▶ **Work to be completed**
When you reach the line with "Point out the green food" in the records below, begin transcribing exactly and continue up to and including the line with "Point out the round", leaving out every picture.

--------------------

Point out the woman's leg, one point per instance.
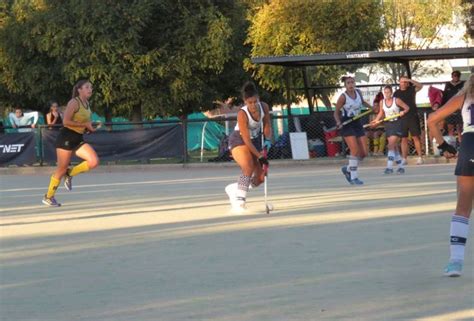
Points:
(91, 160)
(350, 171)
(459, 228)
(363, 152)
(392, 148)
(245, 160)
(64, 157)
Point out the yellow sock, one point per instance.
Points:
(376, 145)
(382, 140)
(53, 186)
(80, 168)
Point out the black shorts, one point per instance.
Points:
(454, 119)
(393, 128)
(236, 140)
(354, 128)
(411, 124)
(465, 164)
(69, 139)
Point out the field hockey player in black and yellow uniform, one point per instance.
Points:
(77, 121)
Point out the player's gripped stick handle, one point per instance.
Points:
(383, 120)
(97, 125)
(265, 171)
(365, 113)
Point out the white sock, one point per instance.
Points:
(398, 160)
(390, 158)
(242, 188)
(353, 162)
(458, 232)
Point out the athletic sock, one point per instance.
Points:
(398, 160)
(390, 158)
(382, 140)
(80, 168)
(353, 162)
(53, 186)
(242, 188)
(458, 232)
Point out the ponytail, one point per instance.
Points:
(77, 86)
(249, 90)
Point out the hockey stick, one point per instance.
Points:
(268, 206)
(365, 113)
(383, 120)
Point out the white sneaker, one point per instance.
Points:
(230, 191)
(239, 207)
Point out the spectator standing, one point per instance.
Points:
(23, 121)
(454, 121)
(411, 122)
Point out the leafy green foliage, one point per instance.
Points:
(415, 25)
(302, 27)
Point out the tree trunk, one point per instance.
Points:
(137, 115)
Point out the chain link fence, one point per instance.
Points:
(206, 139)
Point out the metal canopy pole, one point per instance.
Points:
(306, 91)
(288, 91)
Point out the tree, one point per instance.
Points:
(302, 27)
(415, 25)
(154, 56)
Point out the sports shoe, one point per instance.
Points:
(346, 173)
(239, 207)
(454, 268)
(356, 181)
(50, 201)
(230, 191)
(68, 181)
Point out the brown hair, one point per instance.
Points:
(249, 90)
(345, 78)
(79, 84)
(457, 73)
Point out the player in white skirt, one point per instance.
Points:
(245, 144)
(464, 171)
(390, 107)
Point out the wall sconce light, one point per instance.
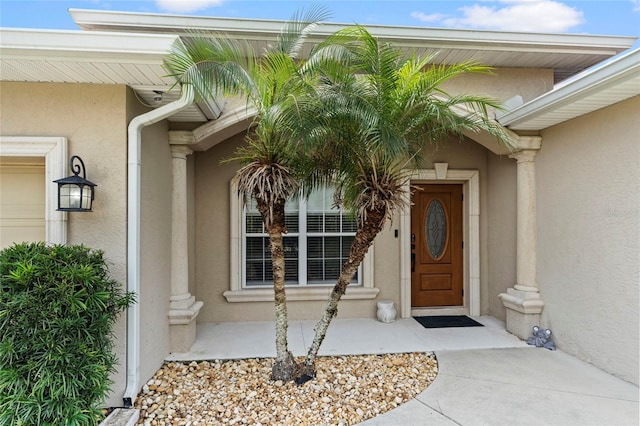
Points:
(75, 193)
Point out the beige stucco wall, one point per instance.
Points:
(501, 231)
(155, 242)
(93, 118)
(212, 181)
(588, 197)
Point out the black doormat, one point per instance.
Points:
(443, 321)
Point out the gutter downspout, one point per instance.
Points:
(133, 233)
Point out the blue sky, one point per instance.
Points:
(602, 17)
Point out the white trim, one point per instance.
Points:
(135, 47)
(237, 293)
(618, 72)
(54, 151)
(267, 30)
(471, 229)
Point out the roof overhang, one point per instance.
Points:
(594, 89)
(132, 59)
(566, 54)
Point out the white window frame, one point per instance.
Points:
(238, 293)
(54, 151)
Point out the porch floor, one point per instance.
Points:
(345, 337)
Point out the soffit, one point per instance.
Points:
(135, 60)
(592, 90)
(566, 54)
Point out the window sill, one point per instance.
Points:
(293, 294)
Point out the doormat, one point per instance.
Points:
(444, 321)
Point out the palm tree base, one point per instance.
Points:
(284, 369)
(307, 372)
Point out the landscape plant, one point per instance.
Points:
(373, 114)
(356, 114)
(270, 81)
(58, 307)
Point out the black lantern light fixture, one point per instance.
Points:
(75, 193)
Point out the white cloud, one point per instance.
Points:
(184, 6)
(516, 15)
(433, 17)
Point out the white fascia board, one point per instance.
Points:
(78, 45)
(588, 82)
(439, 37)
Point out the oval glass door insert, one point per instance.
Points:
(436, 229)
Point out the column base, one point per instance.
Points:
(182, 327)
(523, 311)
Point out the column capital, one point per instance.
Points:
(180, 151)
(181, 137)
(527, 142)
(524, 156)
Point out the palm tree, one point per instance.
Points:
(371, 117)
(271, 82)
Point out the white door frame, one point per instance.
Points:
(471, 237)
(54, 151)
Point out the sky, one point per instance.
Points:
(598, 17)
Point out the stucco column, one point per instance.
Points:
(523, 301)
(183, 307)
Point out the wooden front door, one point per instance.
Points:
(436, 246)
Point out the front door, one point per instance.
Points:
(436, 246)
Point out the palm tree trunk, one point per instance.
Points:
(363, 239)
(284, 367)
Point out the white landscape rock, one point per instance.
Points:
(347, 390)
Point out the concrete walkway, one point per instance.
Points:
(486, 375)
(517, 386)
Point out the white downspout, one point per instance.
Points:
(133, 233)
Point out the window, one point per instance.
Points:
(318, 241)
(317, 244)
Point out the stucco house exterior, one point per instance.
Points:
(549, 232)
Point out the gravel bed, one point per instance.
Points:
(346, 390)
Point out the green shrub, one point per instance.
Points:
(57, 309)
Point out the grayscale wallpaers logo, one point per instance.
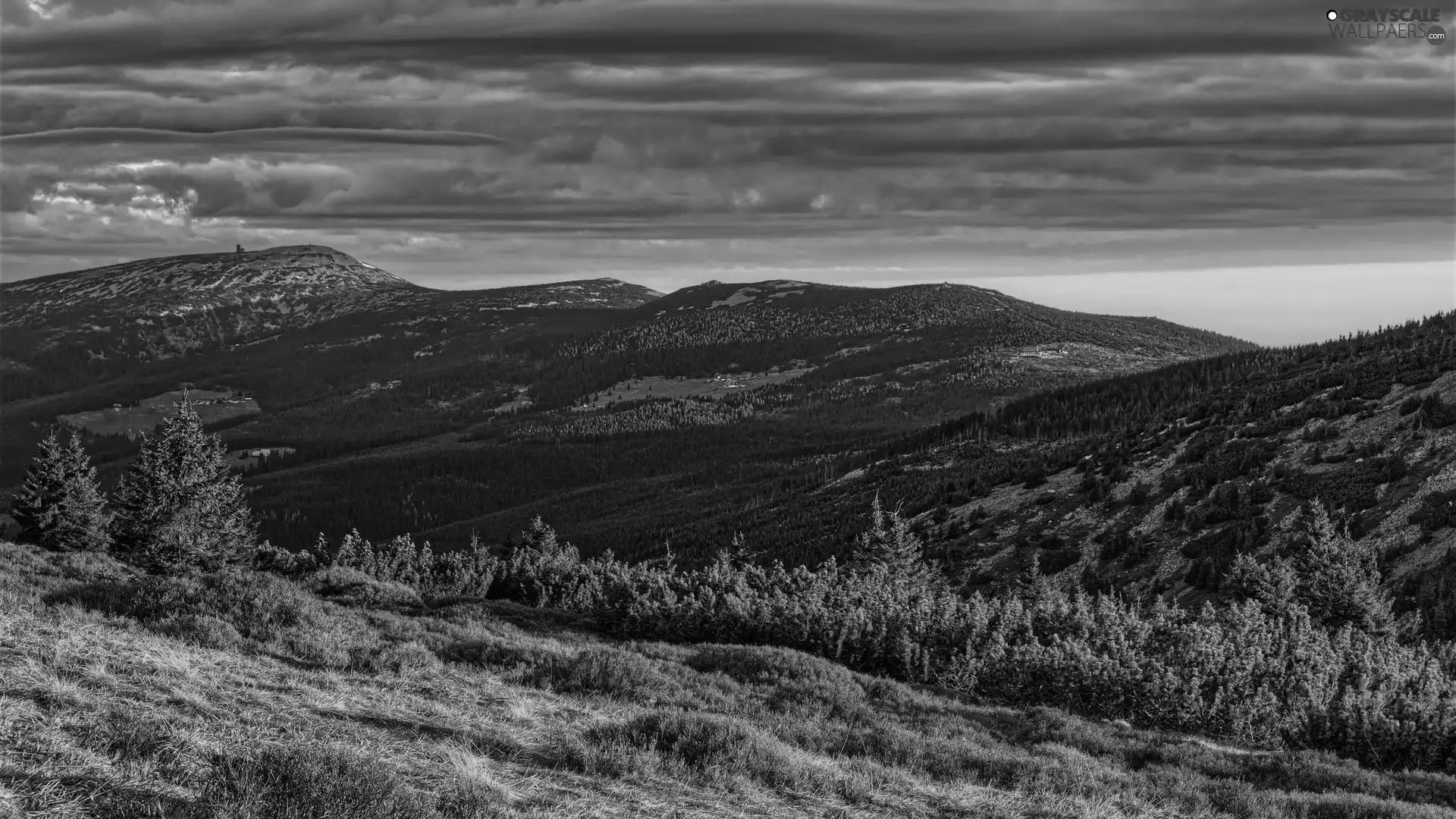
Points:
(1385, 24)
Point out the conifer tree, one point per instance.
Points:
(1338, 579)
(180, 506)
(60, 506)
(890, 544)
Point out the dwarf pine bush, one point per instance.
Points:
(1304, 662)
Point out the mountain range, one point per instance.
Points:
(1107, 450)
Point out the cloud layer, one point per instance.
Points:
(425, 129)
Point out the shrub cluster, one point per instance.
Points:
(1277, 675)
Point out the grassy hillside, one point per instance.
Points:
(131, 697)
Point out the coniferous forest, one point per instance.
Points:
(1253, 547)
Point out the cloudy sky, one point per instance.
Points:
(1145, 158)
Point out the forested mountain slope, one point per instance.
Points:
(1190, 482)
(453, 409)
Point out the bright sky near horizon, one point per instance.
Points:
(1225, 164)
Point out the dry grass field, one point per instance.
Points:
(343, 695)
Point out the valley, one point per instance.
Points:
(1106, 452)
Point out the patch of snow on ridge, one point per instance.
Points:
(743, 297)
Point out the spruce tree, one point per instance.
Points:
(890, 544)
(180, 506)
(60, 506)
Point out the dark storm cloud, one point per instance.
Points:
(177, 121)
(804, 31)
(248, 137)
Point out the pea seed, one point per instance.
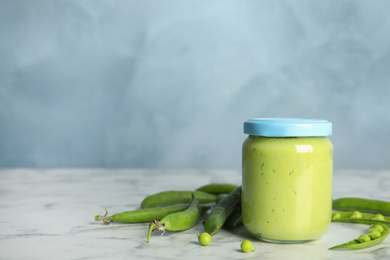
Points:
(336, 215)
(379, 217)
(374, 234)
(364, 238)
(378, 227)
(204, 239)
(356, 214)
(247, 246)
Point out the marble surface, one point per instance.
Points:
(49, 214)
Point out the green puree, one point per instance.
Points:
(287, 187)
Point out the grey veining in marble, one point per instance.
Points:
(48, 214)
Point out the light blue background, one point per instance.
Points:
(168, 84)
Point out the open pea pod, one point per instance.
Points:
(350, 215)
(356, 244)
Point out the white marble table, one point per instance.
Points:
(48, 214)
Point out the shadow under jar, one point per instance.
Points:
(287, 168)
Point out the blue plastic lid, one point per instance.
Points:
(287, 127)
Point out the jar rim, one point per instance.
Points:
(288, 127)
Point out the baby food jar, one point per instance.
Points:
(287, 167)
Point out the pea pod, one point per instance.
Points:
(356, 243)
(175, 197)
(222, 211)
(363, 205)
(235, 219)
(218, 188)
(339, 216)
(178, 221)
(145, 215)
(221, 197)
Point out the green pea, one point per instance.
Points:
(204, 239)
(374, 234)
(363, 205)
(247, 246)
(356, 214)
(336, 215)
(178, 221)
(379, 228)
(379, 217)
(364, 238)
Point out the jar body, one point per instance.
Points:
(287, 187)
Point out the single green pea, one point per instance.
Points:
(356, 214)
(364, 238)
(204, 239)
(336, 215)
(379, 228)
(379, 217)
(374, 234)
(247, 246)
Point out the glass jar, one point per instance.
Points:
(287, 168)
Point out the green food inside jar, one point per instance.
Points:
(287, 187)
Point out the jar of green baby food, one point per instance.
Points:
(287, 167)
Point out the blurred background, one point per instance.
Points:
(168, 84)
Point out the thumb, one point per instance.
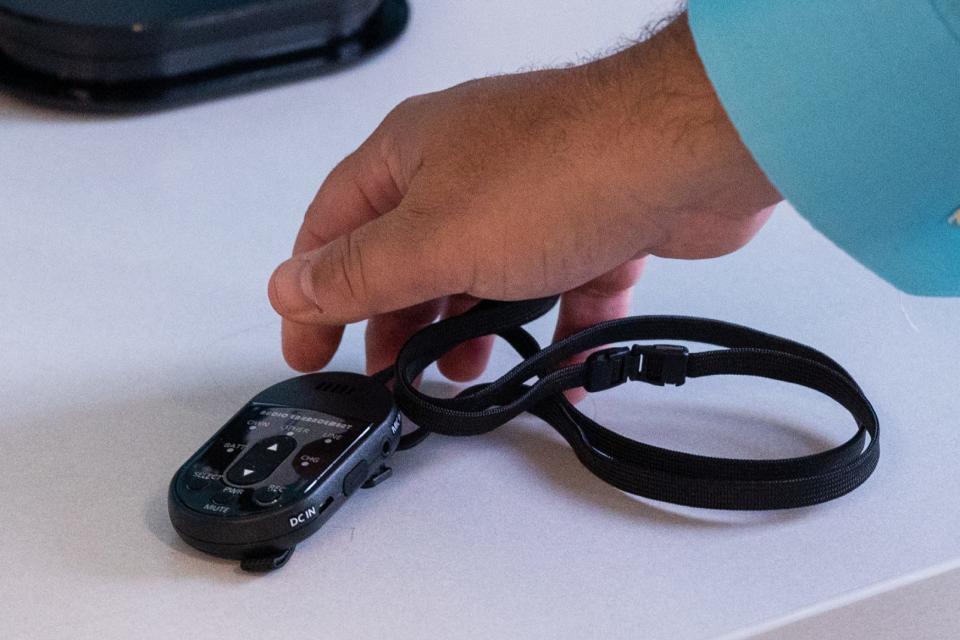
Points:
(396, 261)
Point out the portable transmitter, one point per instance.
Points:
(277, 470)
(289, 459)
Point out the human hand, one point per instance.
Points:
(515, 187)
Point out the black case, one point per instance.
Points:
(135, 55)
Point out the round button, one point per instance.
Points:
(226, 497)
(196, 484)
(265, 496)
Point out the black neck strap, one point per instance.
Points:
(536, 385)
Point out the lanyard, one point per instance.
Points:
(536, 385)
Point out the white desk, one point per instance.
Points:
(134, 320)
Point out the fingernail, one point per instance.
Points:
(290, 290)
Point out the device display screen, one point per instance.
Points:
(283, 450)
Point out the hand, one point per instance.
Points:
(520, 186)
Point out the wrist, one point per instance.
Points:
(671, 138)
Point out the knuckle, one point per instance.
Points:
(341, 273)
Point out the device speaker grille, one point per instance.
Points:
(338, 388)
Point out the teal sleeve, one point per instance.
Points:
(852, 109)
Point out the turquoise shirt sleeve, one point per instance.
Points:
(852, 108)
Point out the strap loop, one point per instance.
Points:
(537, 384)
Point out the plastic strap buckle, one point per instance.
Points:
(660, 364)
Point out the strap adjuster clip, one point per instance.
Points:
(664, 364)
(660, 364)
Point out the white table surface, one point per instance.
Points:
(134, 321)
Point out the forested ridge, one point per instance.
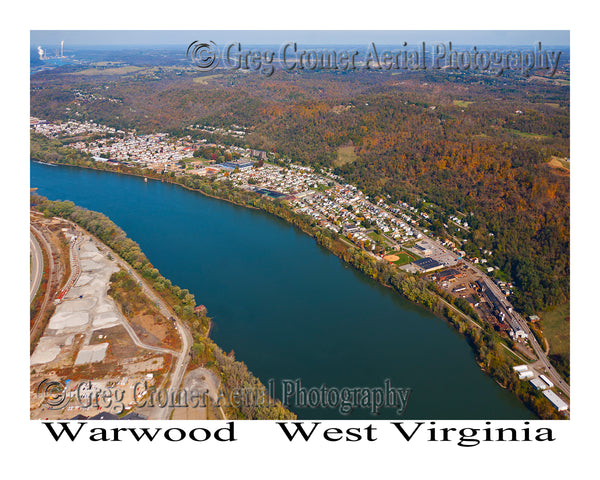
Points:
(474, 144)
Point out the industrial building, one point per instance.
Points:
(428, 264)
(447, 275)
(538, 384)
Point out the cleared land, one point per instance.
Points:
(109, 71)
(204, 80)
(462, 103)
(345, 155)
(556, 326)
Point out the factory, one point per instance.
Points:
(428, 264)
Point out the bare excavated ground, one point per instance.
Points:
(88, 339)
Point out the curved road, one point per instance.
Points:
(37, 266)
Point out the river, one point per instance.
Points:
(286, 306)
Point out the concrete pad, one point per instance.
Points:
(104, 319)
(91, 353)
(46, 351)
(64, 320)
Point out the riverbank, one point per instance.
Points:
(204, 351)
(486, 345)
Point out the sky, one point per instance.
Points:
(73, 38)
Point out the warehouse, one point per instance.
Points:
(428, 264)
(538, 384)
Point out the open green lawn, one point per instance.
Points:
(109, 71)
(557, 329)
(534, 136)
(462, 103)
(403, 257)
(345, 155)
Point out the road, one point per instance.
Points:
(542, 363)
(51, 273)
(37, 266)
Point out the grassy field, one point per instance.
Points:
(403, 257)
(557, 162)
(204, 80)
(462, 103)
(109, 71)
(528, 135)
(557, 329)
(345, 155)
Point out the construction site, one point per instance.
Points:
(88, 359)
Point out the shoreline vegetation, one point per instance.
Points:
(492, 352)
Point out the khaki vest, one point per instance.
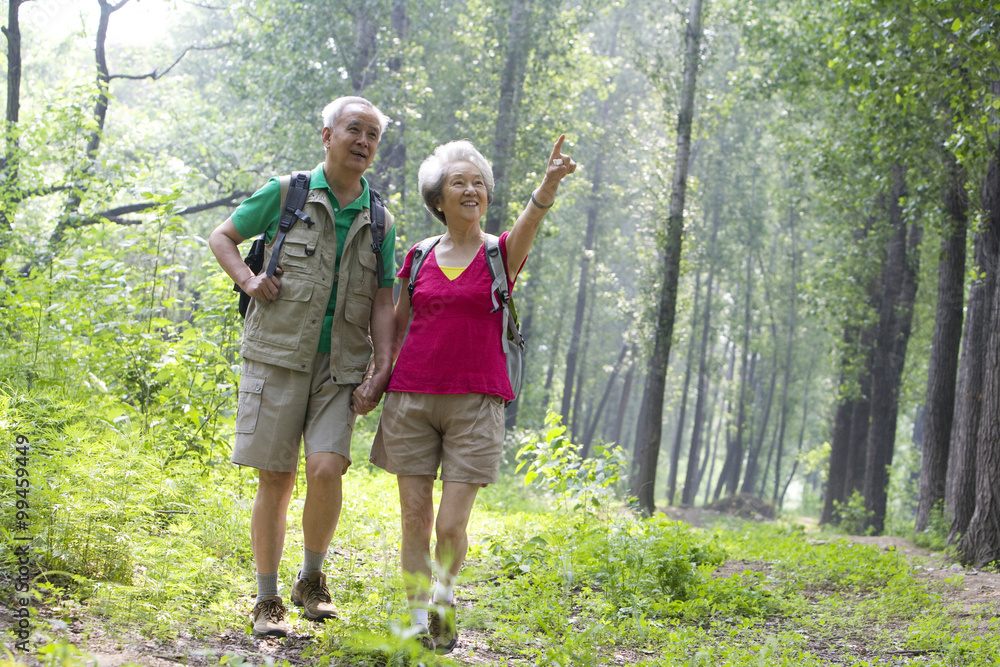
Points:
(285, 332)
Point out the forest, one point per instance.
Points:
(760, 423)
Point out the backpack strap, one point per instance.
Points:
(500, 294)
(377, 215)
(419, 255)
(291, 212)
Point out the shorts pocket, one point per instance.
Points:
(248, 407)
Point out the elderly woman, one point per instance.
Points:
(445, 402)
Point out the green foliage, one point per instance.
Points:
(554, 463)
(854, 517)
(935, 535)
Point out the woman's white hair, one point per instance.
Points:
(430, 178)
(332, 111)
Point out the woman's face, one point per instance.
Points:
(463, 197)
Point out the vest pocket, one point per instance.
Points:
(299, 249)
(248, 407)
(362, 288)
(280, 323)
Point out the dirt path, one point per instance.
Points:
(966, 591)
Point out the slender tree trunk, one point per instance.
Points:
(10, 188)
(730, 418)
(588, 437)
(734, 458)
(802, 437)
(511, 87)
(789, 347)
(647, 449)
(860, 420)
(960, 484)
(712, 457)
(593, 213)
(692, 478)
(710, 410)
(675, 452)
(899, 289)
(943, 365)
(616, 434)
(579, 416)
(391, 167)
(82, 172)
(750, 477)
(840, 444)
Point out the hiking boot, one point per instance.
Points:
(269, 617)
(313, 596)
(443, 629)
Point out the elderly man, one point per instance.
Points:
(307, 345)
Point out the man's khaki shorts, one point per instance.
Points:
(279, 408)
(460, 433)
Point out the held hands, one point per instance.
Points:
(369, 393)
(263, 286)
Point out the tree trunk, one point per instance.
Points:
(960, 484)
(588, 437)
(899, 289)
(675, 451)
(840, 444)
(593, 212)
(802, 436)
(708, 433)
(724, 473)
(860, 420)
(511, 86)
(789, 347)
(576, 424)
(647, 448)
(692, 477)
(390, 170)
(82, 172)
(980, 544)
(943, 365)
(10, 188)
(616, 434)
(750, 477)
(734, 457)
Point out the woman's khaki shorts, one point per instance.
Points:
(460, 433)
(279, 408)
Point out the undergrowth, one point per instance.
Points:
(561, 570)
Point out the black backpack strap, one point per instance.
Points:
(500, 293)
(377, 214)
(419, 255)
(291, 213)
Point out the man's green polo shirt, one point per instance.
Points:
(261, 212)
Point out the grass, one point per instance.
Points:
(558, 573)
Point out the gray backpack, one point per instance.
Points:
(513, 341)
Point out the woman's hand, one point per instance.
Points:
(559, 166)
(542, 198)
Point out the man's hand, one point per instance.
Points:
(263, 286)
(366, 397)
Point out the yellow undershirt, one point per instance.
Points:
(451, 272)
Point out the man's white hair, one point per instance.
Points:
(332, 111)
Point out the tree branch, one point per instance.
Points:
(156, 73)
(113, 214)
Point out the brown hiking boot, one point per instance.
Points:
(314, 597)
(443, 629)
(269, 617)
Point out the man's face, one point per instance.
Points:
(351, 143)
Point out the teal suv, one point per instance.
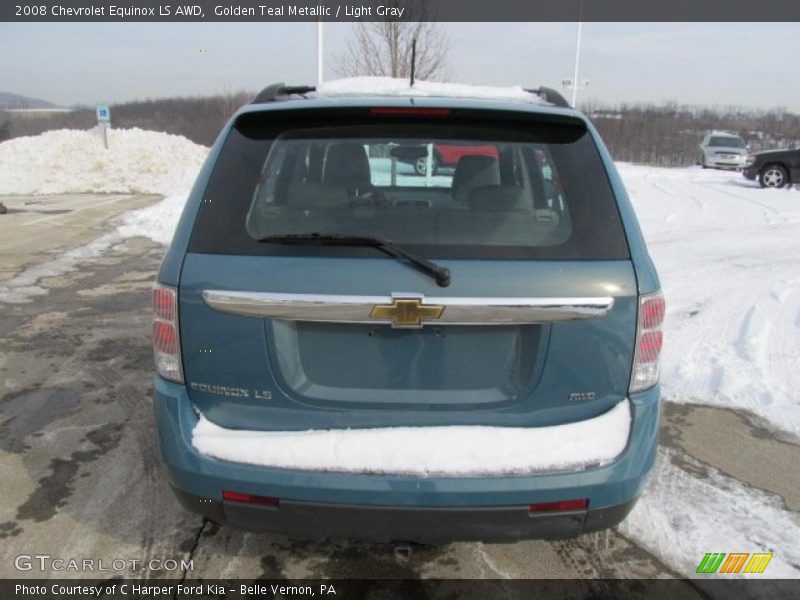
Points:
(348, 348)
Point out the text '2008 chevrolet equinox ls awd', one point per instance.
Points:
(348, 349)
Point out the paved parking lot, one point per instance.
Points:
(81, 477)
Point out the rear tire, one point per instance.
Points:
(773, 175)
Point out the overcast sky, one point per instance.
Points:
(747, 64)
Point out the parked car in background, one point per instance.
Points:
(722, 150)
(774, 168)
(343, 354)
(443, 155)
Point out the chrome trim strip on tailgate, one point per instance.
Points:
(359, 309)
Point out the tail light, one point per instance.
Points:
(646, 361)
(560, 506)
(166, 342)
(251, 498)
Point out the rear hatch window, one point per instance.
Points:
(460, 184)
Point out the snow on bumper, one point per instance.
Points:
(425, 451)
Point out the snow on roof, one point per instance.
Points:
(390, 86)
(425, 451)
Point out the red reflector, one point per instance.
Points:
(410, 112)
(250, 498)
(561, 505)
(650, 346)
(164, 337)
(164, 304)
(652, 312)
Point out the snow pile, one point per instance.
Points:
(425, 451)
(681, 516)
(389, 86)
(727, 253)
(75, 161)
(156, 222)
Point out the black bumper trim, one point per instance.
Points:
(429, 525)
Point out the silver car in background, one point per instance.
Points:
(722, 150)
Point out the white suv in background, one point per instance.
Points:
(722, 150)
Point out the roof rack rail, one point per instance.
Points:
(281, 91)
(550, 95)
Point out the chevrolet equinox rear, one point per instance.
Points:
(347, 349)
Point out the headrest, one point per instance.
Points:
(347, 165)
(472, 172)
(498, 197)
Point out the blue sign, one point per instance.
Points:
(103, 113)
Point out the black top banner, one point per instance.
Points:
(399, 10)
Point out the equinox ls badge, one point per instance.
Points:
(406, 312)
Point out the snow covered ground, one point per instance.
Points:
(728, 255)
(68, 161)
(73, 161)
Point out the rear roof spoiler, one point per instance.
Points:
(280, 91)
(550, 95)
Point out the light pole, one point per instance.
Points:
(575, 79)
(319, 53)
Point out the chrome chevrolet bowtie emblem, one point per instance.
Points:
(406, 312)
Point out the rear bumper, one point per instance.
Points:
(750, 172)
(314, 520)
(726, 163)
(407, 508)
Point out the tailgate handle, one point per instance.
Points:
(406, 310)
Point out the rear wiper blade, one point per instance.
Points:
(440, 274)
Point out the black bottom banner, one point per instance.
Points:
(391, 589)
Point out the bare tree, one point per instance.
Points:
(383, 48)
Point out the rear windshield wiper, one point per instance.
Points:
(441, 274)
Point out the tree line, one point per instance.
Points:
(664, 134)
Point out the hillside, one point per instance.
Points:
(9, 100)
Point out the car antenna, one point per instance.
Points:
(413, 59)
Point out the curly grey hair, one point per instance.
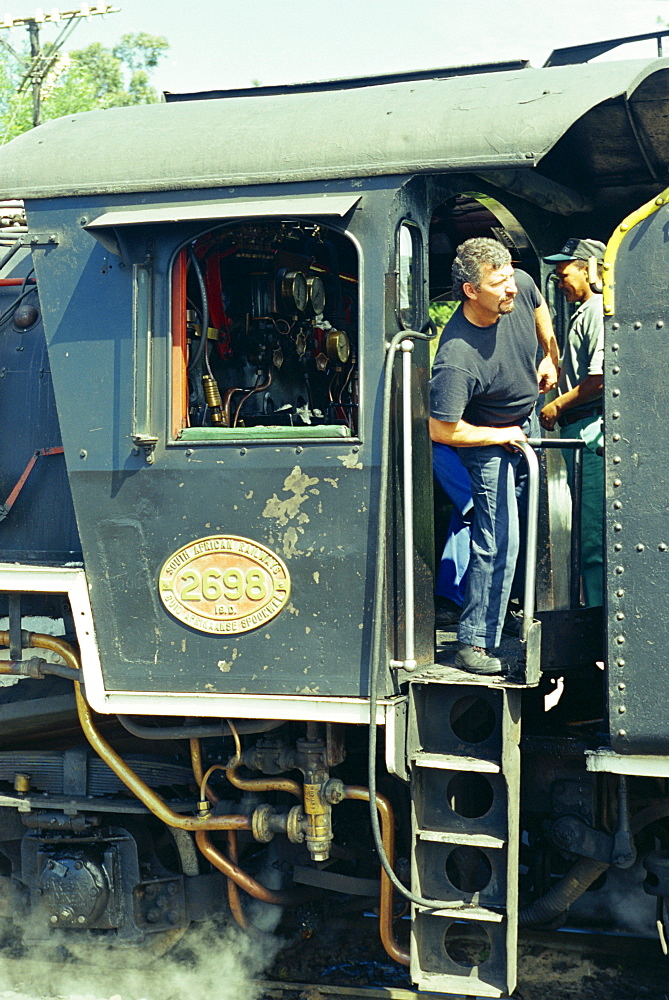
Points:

--------------------

▶ **Answer area**
Point out the green food inside jar, one point per instance.
Points:
(287, 187)
Point out the jar of green baby food, one point per instance.
Points:
(287, 167)
Point out the blurred background, one point per instance.
Points:
(168, 84)
Point out the thumb, one point per instance.
Points:
(396, 261)
Point out the portable transmitter, one point per instance.
Points:
(277, 470)
(289, 459)
Point out the human hand, one point per instance.
Points:
(515, 187)
Point out the black case, one point per instance.
Points:
(135, 55)
Point out the round button, one point per instance.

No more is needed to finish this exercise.